[Stored data entries]
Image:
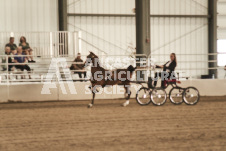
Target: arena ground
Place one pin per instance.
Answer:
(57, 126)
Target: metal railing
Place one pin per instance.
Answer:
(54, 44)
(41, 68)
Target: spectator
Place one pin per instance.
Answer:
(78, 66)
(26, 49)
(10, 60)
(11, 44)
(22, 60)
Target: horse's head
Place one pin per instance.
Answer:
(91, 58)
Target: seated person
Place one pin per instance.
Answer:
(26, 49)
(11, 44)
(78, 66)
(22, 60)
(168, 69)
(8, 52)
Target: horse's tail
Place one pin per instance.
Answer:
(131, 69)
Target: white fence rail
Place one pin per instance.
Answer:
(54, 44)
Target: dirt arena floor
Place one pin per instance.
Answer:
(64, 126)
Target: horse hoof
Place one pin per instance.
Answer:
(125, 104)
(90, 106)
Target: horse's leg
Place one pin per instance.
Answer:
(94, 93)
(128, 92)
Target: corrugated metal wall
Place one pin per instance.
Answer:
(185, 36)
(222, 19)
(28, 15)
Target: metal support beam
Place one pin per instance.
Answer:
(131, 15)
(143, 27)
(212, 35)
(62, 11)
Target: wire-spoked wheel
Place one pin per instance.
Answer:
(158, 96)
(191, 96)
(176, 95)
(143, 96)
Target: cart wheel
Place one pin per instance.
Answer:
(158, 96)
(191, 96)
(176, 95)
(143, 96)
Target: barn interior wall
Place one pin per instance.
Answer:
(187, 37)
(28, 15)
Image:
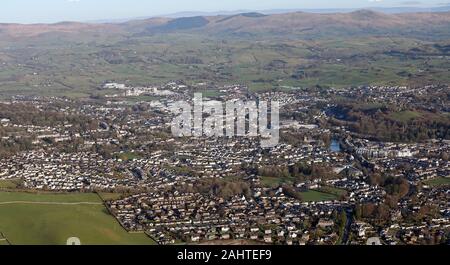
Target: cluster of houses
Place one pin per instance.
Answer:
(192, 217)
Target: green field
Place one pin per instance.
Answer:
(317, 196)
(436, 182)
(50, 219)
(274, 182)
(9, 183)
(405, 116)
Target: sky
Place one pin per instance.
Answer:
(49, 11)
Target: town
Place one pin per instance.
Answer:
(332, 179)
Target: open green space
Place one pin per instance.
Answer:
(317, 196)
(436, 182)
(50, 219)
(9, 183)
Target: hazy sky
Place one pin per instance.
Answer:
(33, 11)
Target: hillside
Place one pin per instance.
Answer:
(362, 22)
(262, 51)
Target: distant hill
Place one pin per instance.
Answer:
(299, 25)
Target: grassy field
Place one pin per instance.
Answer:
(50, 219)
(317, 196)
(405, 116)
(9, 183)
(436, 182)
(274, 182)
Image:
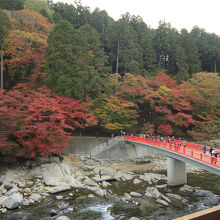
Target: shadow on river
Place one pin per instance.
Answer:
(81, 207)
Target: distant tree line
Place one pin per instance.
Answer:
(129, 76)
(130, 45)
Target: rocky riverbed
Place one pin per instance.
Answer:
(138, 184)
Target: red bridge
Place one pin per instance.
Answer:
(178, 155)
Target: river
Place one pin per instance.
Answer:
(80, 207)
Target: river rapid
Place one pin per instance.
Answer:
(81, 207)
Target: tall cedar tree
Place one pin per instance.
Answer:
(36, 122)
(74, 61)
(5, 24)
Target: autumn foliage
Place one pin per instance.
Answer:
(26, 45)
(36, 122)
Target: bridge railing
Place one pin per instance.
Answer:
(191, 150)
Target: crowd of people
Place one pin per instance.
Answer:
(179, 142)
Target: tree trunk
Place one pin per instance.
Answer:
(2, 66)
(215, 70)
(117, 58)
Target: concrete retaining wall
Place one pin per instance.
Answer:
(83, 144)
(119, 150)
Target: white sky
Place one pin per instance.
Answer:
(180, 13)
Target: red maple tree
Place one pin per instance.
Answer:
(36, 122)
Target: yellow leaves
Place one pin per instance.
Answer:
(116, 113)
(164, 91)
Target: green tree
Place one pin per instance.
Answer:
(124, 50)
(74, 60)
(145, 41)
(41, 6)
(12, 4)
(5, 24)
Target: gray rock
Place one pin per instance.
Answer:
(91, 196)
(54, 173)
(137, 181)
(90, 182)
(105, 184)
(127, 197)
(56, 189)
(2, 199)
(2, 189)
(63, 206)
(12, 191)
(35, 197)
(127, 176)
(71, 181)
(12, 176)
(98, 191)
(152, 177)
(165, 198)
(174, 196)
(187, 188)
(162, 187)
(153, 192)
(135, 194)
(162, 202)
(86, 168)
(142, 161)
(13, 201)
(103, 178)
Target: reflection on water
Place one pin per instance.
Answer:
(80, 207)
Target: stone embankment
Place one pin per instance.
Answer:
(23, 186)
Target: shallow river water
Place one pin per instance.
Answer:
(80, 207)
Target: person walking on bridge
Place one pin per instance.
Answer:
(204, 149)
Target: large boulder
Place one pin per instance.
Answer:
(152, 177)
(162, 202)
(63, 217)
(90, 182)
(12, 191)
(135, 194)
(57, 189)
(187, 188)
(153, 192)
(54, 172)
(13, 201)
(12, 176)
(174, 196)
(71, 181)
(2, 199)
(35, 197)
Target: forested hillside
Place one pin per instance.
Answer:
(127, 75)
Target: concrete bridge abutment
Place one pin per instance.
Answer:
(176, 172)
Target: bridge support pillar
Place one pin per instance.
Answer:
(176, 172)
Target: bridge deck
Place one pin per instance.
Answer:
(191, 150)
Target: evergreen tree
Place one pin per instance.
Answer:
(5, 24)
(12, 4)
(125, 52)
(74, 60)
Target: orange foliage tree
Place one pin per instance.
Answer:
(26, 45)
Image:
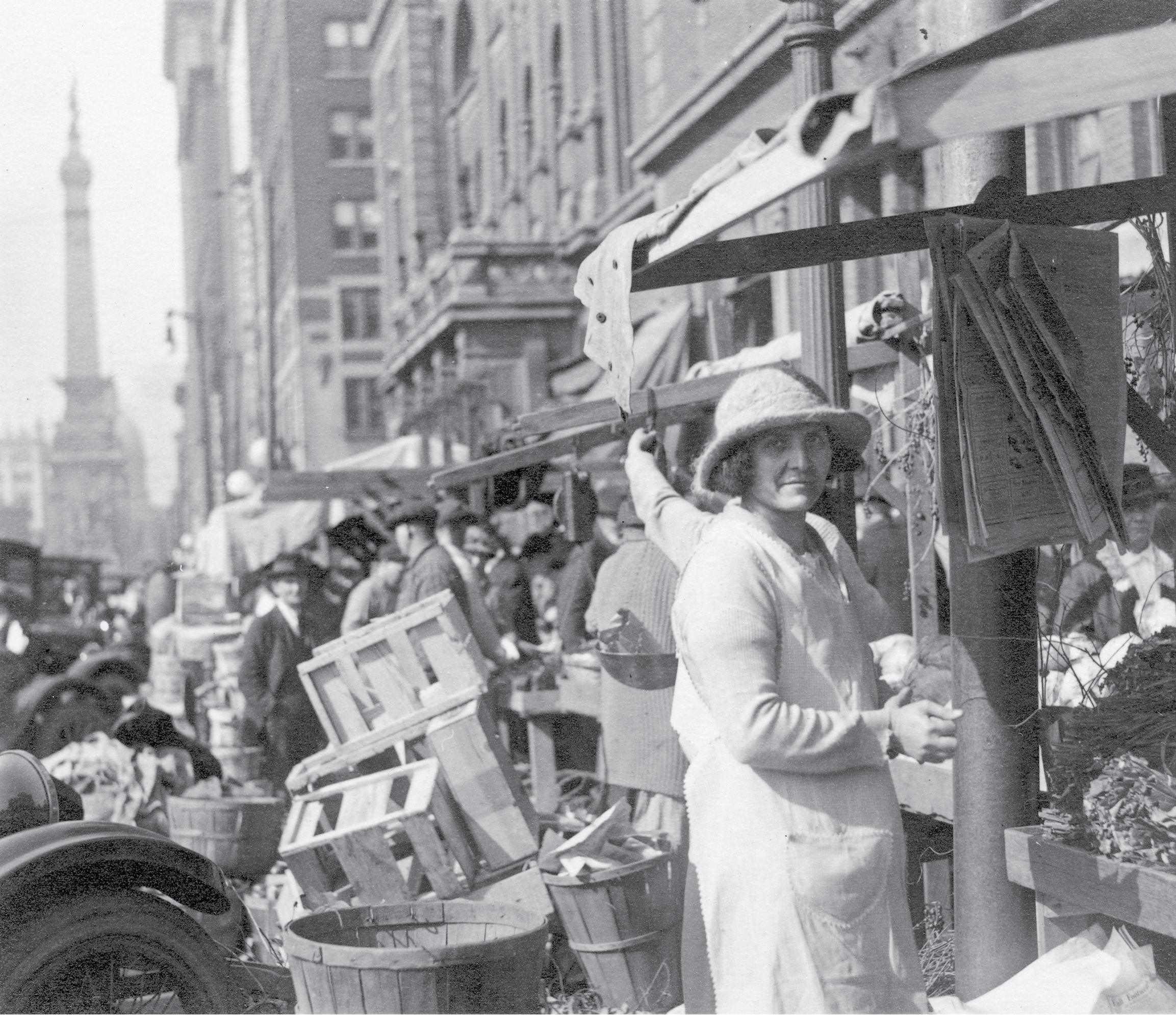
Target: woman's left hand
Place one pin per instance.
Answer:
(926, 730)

=== YOUR TASK ===
Present every line of the records above as a Markdown table with the columns "Row" and "Line," numbering the rows and skipping any blank lines. Leave the pictures out of the table.

=== FINISHED TASK ===
| Row | Line |
|---|---|
| 1 | Image: |
| 2 | Target: arena ground |
| 3 | Place one pin per instance. |
| 4 | Answer: |
| 5 | (57, 126) |
| 6 | Target: metal railing |
| 7 | Place one pin per instance. |
| 8 | Answer: |
| 9 | (54, 44) |
| 10 | (41, 68) |
| 11 | Target: spectator |
| 12 | Place one pin per instance. |
| 13 | Answer: |
| 14 | (78, 66) |
| 15 | (26, 49) |
| 16 | (10, 60) |
| 17 | (11, 44) |
| 18 | (22, 60) |
| 19 | Target: horse's head |
| 20 | Place one pin per instance. |
| 21 | Answer: |
| 22 | (91, 58) |
| 23 | Target: seated person |
| 24 | Place one pin per instance. |
| 25 | Answer: |
| 26 | (26, 49) |
| 27 | (11, 44) |
| 28 | (78, 66) |
| 29 | (22, 60) |
| 30 | (168, 69) |
| 31 | (8, 52) |
| 32 | Target: horse's tail |
| 33 | Place one pin per instance. |
| 34 | Answer: |
| 35 | (131, 69) |
| 36 | Target: white fence rail |
| 37 | Place one pin per instance. |
| 38 | Answer: |
| 39 | (54, 44) |
| 40 | Target: dirt arena floor |
| 41 | Place one pin per instance. |
| 42 | Answer: |
| 43 | (64, 126) |
| 44 | Target: horse hoof |
| 45 | Place one pin per instance. |
| 46 | Answer: |
| 47 | (125, 104) |
| 48 | (90, 106) |
| 49 | Target: horse's leg |
| 50 | Place one pin per instance. |
| 51 | Answer: |
| 52 | (94, 93) |
| 53 | (128, 92) |
| 54 | Target: corrugated metal wall |
| 55 | Place one pin per instance. |
| 56 | Answer: |
| 57 | (185, 36) |
| 58 | (222, 19) |
| 59 | (28, 15) |
| 60 | Target: metal support beam |
| 61 | Place one pin per instance. |
| 62 | Answer: |
| 63 | (131, 15) |
| 64 | (143, 27) |
| 65 | (212, 35) |
| 66 | (62, 11) |
| 67 | Target: wire-spoked wheel |
| 68 | Place one pin per instance. |
| 69 | Answer: |
| 70 | (158, 96) |
| 71 | (191, 96) |
| 72 | (176, 95) |
| 73 | (143, 96) |
| 74 | Target: cart wheel |
| 75 | Place one pin per instance. |
| 76 | Answer: |
| 77 | (158, 96) |
| 78 | (191, 96) |
| 79 | (176, 95) |
| 80 | (143, 96) |
| 81 | Target: barn interior wall |
| 82 | Place one pin per instance. |
| 83 | Answer: |
| 84 | (187, 37) |
| 85 | (28, 15) |
| 86 | Image: |
| 87 | Target: cluster of houses |
| 88 | Place one pin per instance. |
| 89 | Answer: |
| 90 | (192, 217) |
| 91 | Target: green field |
| 92 | Place one pin per instance. |
| 93 | Answer: |
| 94 | (317, 196) |
| 95 | (436, 182) |
| 96 | (50, 219) |
| 97 | (274, 182) |
| 98 | (9, 183) |
| 99 | (405, 116) |
| 100 | Target: sky |
| 101 | Place one pin per instance. |
| 102 | Answer: |
| 103 | (49, 11) |
| 104 | Target: town |
| 105 | Place one pin per instance. |
| 106 | Answer: |
| 107 | (332, 179) |
| 108 | Target: open green space |
| 109 | Place one pin per instance. |
| 110 | Answer: |
| 111 | (317, 196) |
| 112 | (436, 182) |
| 113 | (50, 219) |
| 114 | (9, 183) |
| 115 | Target: hazy sky |
| 116 | Place one pin per instance. |
| 117 | Answer: |
| 118 | (33, 11) |
| 119 | Target: hillside |
| 120 | Place one pin per instance. |
| 121 | Answer: |
| 122 | (362, 22) |
| 123 | (262, 51) |
| 124 | Target: distant hill |
| 125 | Place one pin per instance. |
| 126 | Answer: |
| 127 | (299, 25) |
| 128 | Target: grassy field |
| 129 | Place one pin per instance. |
| 130 | Answer: |
| 131 | (50, 219) |
| 132 | (317, 196) |
| 133 | (405, 116) |
| 134 | (9, 183) |
| 135 | (436, 182) |
| 136 | (274, 182) |
| 137 | Image: |
| 138 | Target: shadow on river |
| 139 | Place one pin per instance. |
| 140 | Answer: |
| 141 | (81, 207) |
| 142 | Target: distant tree line |
| 143 | Place one pin per instance. |
| 144 | Answer: |
| 145 | (129, 76) |
| 146 | (130, 45) |
| 147 | Target: rocky riverbed |
| 148 | Place one pin per instance. |
| 149 | Answer: |
| 150 | (138, 184) |
| 151 | Target: red bridge |
| 152 | Place one pin per instance. |
| 153 | Answer: |
| 154 | (178, 155) |
| 155 | Target: river |
| 156 | Place one pin per instance. |
| 157 | Answer: |
| 158 | (80, 207) |
| 159 | Target: river rapid |
| 160 | Place one pin per instance. |
| 161 | Answer: |
| 162 | (81, 207) |
| 163 | Target: tall cedar tree |
| 164 | Place one pin per instance. |
| 165 | Answer: |
| 166 | (36, 122) |
| 167 | (74, 61) |
| 168 | (5, 24) |
| 169 | Target: autumn foliage |
| 170 | Place one pin per instance. |
| 171 | Answer: |
| 172 | (26, 45) |
| 173 | (36, 122) |
| 174 | Target: bridge railing |
| 175 | Place one pin per instance. |
| 176 | Answer: |
| 177 | (191, 150) |
| 178 | Target: crowd of people |
| 179 | Place one pin per instance. |
| 180 | Answer: |
| 181 | (179, 142) |
| 182 | Target: tree trunk |
| 183 | Place one pin per instance. |
| 184 | Answer: |
| 185 | (2, 66) |
| 186 | (215, 70) |
| 187 | (117, 58) |
| 188 | Target: concrete retaining wall |
| 189 | Place one pin per instance. |
| 190 | Answer: |
| 191 | (83, 144) |
| 192 | (119, 150) |
| 193 | Target: white sky |
| 194 | Place one pin per instance. |
| 195 | Answer: |
| 196 | (180, 13) |
| 197 | Target: red maple tree |
| 198 | Place one pin per instance. |
| 199 | Answer: |
| 200 | (36, 122) |
| 201 | Target: yellow leaves |
| 202 | Place one pin per instance. |
| 203 | Answer: |
| 204 | (116, 113) |
| 205 | (164, 91) |
| 206 | Target: green tree |
| 207 | Place one pin per instance. |
| 208 | Answer: |
| 209 | (124, 50) |
| 210 | (74, 60) |
| 211 | (145, 41) |
| 212 | (41, 6) |
| 213 | (12, 4) |
| 214 | (5, 24) |
| 215 | Target: gray rock |
| 216 | Place one pin per instance. |
| 217 | Answer: |
| 218 | (91, 196) |
| 219 | (54, 173) |
| 220 | (137, 181) |
| 221 | (90, 182) |
| 222 | (105, 184) |
| 223 | (127, 197) |
| 224 | (56, 189) |
| 225 | (2, 199) |
| 226 | (2, 189) |
| 227 | (63, 206) |
| 228 | (12, 191) |
| 229 | (35, 197) |
| 230 | (127, 176) |
| 231 | (71, 181) |
| 232 | (12, 176) |
| 233 | (98, 191) |
| 234 | (152, 177) |
| 235 | (165, 198) |
| 236 | (174, 196) |
| 237 | (187, 188) |
| 238 | (162, 187) |
| 239 | (153, 192) |
| 240 | (135, 194) |
| 241 | (162, 202) |
| 242 | (86, 168) |
| 243 | (142, 161) |
| 244 | (13, 201) |
| 245 | (103, 178) |
| 246 | Target: reflection on water |
| 247 | Place one pin per instance. |
| 248 | Answer: |
| 249 | (80, 207) |
| 250 | Target: stone embankment |
| 251 | Place one pin per instance. |
| 252 | Answer: |
| 253 | (23, 186) |
| 254 | Target: shallow river water |
| 255 | Place one pin per instance. |
| 256 | Answer: |
| 257 | (80, 207) |
| 258 | Target: person walking on bridge |
| 259 | Place one pin per instance. |
| 260 | Answer: |
| 261 | (204, 149) |
| 262 | Target: large boulder |
| 263 | Place one pin per instance. |
| 264 | Answer: |
| 265 | (152, 177) |
| 266 | (162, 202) |
| 267 | (63, 217) |
| 268 | (90, 182) |
| 269 | (12, 191) |
| 270 | (135, 194) |
| 271 | (57, 189) |
| 272 | (187, 188) |
| 273 | (153, 192) |
| 274 | (54, 172) |
| 275 | (13, 201) |
| 276 | (12, 176) |
| 277 | (174, 196) |
| 278 | (71, 181) |
| 279 | (2, 199) |
| 280 | (35, 197) |
| 281 | Target: forested hillside |
| 282 | Place one pin per instance. |
| 283 | Answer: |
| 284 | (127, 75) |
| 285 | Target: concrete bridge abutment |
| 286 | Place one pin per instance. |
| 287 | Answer: |
| 288 | (176, 172) |
| 289 | Target: bridge support pillar |
| 290 | Place one pin per instance. |
| 291 | Answer: |
| 292 | (176, 172) |
| 293 | Target: bridge deck |
| 294 | Place one pin per instance. |
| 295 | Answer: |
| 296 | (191, 150) |
| 297 | Target: evergreen tree |
| 298 | Place one pin per instance. |
| 299 | Answer: |
| 300 | (5, 24) |
| 301 | (12, 4) |
| 302 | (125, 52) |
| 303 | (74, 60) |
| 304 | Target: orange foliage tree |
| 305 | Place one pin per instance. |
| 306 | Answer: |
| 307 | (26, 45) |
| 308 | Image: |
| 309 | Target: woman's left hand |
| 310 | Place one pin per instance. |
| 311 | Answer: |
| 312 | (926, 730) |